**What to produce:**
Locate each line in the records below that contains the word "number", and copy those lines.

**Working data:**
____

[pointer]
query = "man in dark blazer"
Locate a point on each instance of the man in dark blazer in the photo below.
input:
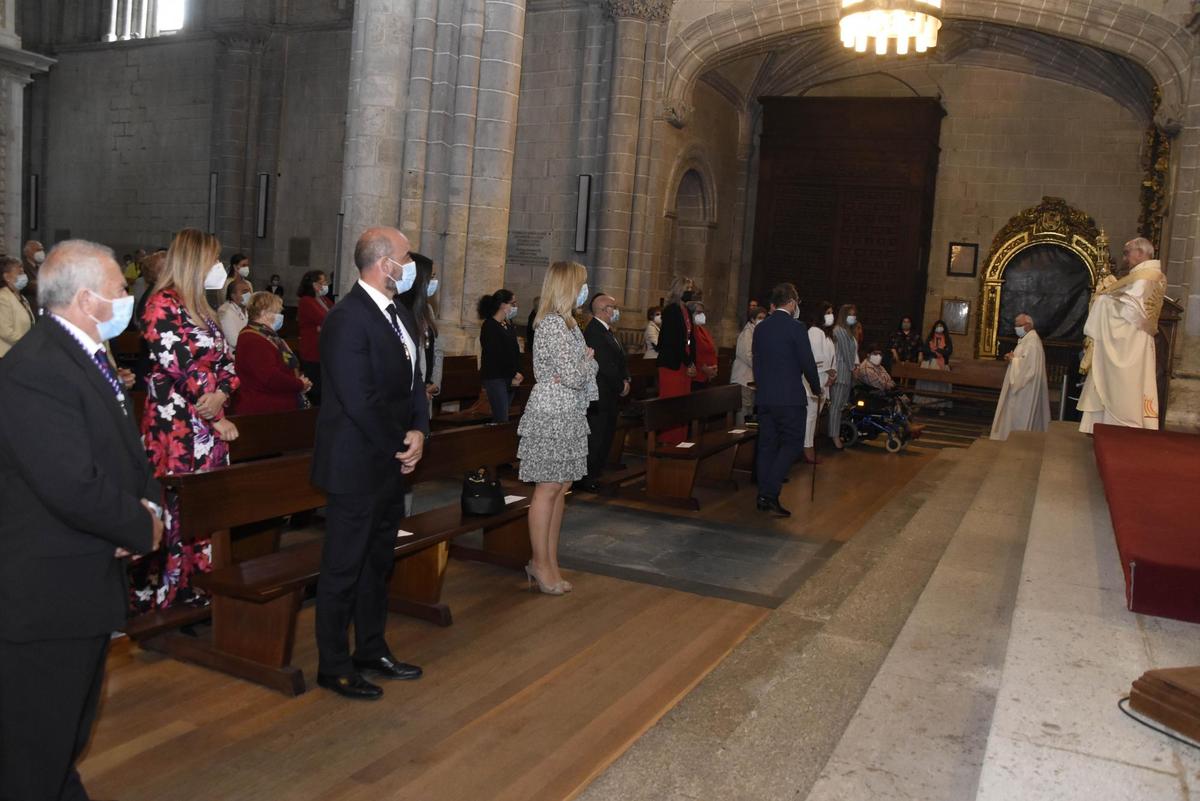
(371, 432)
(77, 495)
(612, 381)
(783, 360)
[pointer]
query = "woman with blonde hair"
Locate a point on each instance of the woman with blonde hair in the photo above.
(553, 428)
(184, 427)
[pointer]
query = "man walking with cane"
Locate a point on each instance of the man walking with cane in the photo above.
(783, 361)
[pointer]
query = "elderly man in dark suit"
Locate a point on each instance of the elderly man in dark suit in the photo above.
(783, 360)
(77, 497)
(370, 433)
(612, 381)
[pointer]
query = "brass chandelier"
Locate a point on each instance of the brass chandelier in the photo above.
(911, 24)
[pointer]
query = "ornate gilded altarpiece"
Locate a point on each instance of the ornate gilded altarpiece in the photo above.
(1050, 223)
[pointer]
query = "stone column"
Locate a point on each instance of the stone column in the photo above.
(17, 68)
(372, 170)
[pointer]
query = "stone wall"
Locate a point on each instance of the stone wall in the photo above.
(126, 152)
(1007, 140)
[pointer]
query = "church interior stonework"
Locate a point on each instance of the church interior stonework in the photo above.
(946, 613)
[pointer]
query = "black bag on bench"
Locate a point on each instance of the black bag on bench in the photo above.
(481, 494)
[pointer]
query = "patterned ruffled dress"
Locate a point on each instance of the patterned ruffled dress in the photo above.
(555, 426)
(187, 360)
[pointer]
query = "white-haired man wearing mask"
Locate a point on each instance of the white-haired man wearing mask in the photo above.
(78, 497)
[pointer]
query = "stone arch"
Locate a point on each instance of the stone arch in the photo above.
(1153, 42)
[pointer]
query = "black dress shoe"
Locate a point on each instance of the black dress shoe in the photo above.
(388, 668)
(772, 505)
(351, 686)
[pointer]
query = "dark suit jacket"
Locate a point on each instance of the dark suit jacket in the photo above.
(610, 356)
(367, 396)
(72, 474)
(783, 356)
(675, 348)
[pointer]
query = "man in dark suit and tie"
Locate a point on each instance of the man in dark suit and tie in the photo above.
(783, 360)
(612, 381)
(370, 433)
(77, 497)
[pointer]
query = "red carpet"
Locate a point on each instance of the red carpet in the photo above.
(1152, 483)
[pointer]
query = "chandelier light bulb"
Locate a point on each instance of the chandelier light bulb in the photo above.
(911, 24)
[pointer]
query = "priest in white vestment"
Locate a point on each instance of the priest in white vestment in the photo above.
(1025, 398)
(1121, 387)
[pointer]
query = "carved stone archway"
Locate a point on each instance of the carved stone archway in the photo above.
(1051, 222)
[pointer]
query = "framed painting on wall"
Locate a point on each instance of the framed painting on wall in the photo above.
(957, 313)
(961, 258)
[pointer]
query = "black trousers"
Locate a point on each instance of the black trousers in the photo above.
(780, 443)
(48, 696)
(603, 425)
(357, 561)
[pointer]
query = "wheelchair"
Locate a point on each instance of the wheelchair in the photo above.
(879, 413)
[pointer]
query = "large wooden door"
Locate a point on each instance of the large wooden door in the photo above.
(846, 200)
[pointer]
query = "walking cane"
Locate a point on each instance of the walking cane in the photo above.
(813, 495)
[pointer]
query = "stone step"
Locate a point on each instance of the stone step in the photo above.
(922, 726)
(1074, 650)
(766, 721)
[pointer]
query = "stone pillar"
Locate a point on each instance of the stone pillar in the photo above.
(17, 68)
(372, 170)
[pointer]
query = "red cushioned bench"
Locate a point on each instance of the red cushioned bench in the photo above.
(1152, 483)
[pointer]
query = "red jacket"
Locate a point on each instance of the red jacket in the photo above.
(267, 383)
(310, 317)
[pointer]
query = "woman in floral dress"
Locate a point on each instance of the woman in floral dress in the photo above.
(184, 428)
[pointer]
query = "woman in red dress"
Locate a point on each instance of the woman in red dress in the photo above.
(677, 351)
(184, 428)
(268, 369)
(315, 305)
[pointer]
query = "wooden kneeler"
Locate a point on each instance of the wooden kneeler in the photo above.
(1171, 697)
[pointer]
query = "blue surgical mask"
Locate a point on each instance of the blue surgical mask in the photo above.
(123, 312)
(407, 276)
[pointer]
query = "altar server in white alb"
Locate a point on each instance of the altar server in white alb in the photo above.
(1121, 389)
(1025, 398)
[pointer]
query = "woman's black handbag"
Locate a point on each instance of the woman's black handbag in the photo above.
(481, 494)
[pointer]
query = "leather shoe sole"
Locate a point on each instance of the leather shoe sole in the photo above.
(388, 668)
(352, 686)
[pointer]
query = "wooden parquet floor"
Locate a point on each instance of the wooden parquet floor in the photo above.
(525, 697)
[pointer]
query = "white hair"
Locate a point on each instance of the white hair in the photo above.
(1143, 246)
(71, 265)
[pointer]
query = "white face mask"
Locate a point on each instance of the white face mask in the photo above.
(216, 276)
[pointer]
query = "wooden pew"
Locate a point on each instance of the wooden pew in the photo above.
(970, 380)
(672, 471)
(255, 603)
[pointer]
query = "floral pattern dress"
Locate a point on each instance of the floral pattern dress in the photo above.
(189, 359)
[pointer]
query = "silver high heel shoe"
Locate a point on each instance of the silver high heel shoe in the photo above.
(556, 589)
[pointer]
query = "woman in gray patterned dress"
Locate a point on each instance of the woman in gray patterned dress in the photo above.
(553, 428)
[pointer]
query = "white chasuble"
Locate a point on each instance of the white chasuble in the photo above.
(1121, 389)
(1025, 398)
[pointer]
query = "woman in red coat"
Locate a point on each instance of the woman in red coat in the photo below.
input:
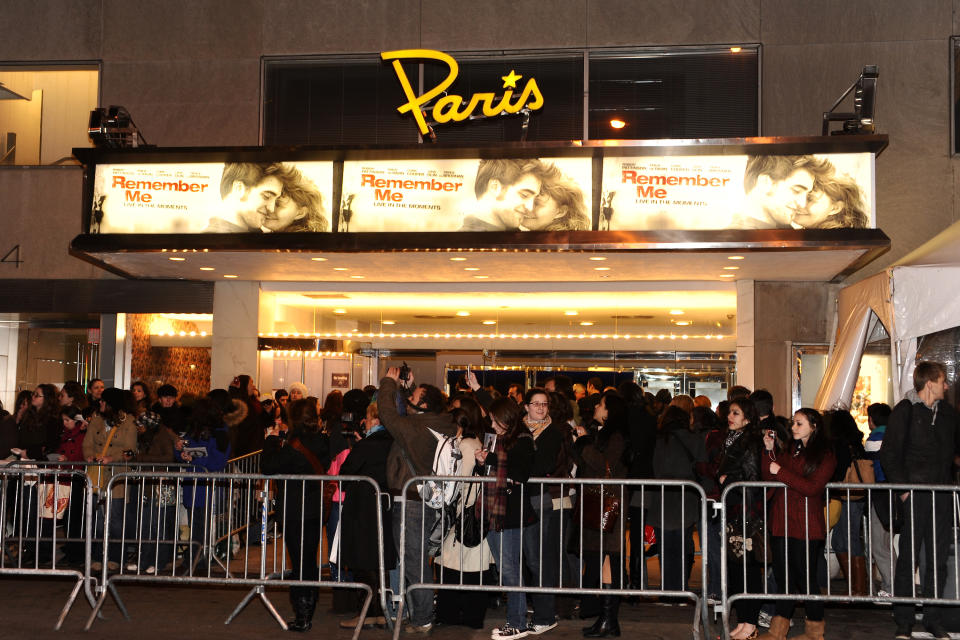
(796, 521)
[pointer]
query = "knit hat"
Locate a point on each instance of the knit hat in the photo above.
(302, 388)
(167, 390)
(148, 420)
(114, 398)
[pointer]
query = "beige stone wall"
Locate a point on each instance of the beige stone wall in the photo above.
(190, 72)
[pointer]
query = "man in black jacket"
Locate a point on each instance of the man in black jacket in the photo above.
(918, 448)
(412, 455)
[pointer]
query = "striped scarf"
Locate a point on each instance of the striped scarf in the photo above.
(496, 498)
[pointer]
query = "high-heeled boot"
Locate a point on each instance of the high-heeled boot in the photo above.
(304, 602)
(858, 580)
(607, 623)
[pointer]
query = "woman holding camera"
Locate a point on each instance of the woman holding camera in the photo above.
(740, 462)
(306, 451)
(507, 510)
(796, 517)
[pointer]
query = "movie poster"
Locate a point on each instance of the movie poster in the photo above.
(828, 191)
(540, 194)
(233, 197)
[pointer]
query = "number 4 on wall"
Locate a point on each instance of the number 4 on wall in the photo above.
(15, 259)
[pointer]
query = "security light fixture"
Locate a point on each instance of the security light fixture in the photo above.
(861, 120)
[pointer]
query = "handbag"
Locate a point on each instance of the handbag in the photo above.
(468, 529)
(754, 542)
(831, 512)
(860, 471)
(600, 506)
(53, 498)
(98, 472)
(329, 488)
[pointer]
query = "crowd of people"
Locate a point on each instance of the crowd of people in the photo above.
(540, 533)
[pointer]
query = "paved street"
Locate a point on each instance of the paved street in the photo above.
(28, 608)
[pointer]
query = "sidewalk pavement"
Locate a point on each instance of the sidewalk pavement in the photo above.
(29, 607)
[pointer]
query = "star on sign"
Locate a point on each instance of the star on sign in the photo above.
(510, 80)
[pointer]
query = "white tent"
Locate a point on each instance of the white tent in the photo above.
(914, 297)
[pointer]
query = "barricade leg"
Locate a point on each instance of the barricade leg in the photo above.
(259, 590)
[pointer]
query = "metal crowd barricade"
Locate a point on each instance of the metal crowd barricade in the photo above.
(249, 463)
(552, 568)
(229, 525)
(43, 510)
(938, 504)
(169, 556)
(97, 475)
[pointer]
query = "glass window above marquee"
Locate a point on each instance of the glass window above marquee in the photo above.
(675, 94)
(663, 93)
(44, 112)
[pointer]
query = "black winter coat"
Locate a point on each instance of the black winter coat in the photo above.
(296, 498)
(358, 524)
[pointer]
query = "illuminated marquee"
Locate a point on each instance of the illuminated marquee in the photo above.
(450, 107)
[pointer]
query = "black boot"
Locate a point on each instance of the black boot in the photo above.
(304, 601)
(636, 570)
(607, 624)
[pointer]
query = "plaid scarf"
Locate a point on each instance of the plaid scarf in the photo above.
(496, 498)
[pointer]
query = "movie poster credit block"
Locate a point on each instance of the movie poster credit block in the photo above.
(819, 191)
(213, 197)
(466, 195)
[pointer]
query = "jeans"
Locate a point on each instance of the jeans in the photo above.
(851, 519)
(158, 529)
(880, 549)
(714, 553)
(543, 561)
(676, 557)
(505, 548)
(797, 559)
(419, 522)
(916, 543)
(116, 532)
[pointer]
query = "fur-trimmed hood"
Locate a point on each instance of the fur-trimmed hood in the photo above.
(237, 415)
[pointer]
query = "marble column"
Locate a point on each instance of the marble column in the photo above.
(746, 372)
(235, 326)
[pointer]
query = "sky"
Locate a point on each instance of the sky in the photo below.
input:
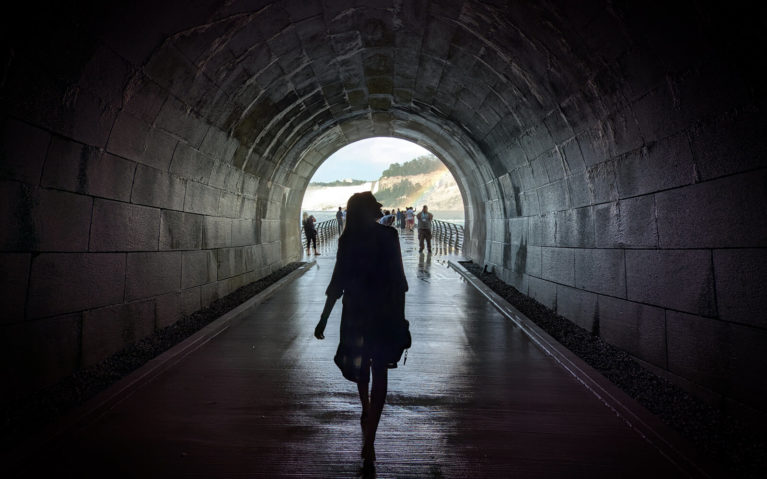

____

**Output of the exercise:**
query = "number 4 on wall"
Locate a point on each instance of the number 4 on wall in the photo above.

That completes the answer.